#### Aim of the exercise:
Please write out the records below word for word, leaving out the pictures.

#### Stored records:
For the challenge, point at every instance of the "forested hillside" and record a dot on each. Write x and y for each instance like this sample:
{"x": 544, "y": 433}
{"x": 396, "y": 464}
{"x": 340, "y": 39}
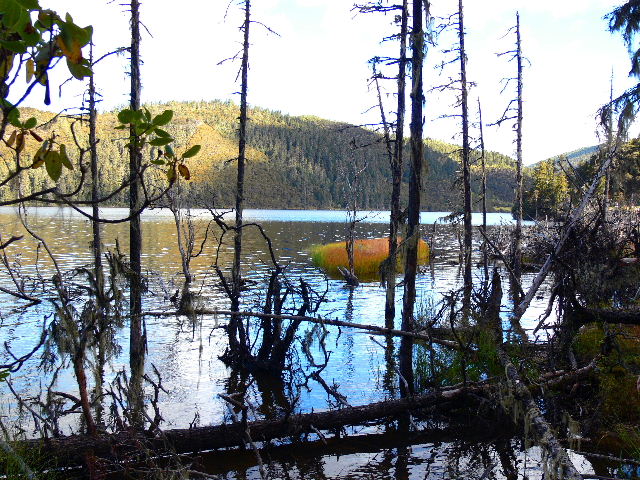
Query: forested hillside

#### Worked solution:
For the challenge, point at every instance of the "forested hillside" and record a dot on each. Write x and y for each instance like this sample:
{"x": 544, "y": 433}
{"x": 396, "y": 464}
{"x": 340, "y": 39}
Query: forested hillside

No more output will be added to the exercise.